**TEXTABSCHNITT**
——

Wir saßen mit einem CDU-Urgestein zusammen, einem jener Männer, deretwegen das halbe bundesdeutsche Bürgertum entlang der Unmündigkeitsformel »Augen zu, CDU« bis zur Selbstverleugnung die christdemokratische Volkspartei gewählt hat (und wohl noch immer wählt).
Ob er wisse, daß man Leute wie ihn in unseren Kreisen als »nützliche Idioten« bezeichne?
Ja, er wisse das, aber er müsse gleich zurückfragen: was wir denn in seiner Lage anders gemacht hätten, besser, kompromißloser? Sei es nicht so, daß er dort, wo er innerhalb der CDU gewirkt habe, doch das Maximale für die richtige (die nationale, die widerständige, die rechte?) Sache herausgeholt habe? Was wäre die Alternative gewesen?

——

**AUFGABEN**
1) Wie rechtfertigt der Gesprächspartner im Text über das Gespräch mit dem CDU-Urgestein sein Wirken innerhalb der CDU? Antworte in ein bis drei Sätzen.
2) Beantworte zum Text über das Gespräch mit dem CDU-Urgestein:
(a) Mit welcher Formel wird beschrieben, wie das Bürgertum die CDU gewählt hat?
(b) Wie bezeichnet man Leute wie den Gesprächspartner in den Kreisen der Fragenden?
(c) Mit welcher Frage schließt der Gesprächspartner?

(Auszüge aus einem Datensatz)

——

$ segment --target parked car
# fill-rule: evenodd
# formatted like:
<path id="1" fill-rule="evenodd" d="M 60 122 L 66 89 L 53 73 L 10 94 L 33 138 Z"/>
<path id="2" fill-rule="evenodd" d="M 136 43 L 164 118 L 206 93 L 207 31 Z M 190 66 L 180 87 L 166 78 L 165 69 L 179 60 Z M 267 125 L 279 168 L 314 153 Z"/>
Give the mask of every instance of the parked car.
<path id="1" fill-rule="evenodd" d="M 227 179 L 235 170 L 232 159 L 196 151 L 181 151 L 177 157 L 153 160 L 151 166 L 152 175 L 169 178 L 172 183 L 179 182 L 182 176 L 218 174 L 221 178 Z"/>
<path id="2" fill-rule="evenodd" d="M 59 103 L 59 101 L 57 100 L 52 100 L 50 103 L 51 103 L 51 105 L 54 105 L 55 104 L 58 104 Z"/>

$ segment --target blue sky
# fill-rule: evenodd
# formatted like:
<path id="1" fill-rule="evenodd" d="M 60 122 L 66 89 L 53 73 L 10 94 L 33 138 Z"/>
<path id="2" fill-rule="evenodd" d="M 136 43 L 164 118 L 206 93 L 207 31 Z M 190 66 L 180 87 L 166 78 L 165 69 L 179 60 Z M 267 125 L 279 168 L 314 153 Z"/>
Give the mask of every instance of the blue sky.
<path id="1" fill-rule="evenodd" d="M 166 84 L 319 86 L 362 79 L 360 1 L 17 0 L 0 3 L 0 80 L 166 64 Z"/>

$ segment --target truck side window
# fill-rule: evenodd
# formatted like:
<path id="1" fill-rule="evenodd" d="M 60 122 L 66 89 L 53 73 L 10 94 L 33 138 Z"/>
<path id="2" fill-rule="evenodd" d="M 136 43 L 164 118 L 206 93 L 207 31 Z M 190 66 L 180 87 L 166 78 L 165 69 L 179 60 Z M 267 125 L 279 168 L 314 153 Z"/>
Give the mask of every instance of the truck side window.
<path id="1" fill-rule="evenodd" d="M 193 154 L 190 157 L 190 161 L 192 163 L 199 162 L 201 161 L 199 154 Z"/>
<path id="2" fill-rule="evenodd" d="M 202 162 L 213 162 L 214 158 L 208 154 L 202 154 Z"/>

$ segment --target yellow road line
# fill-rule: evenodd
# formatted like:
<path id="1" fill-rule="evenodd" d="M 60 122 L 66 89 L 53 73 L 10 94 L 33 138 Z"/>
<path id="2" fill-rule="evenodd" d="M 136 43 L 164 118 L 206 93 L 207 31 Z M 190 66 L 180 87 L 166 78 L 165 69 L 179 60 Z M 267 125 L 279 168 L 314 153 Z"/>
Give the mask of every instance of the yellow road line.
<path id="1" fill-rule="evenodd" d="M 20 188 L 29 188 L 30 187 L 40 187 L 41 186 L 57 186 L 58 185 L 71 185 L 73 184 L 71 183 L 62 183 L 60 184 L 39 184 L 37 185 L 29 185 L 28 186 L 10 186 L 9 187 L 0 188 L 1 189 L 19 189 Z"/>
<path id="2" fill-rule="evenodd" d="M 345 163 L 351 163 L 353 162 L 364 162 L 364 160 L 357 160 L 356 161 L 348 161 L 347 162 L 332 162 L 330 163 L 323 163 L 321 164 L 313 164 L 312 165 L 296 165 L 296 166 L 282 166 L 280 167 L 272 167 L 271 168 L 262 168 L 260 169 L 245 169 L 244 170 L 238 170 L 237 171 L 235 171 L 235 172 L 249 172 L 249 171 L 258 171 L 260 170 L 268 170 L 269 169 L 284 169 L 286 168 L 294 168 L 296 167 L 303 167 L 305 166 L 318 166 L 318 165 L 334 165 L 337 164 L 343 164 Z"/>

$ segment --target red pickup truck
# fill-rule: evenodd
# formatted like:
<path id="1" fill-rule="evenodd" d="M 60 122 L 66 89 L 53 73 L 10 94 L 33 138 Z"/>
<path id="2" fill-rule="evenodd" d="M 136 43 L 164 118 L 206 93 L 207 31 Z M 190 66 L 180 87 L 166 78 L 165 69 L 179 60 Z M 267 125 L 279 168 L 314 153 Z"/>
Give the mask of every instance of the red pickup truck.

——

**LÖSUNGEN**
1) Er fragt zurück, was die Fragenden in seiner Lage anders, besser oder kompromissloser gemacht hätten. Außerdem verweist er darauf, dass er dort, wo er innerhalb der CDU gewirkt habe, das Maximale für die richtige Sache herausgeholt habe, und fragt, was die Alternative gewesen wäre.

2)
(a) »Augen zu, CDU«
(b) Als »nützliche Idioten«
(c) »Was wäre die Alternative gewesen?«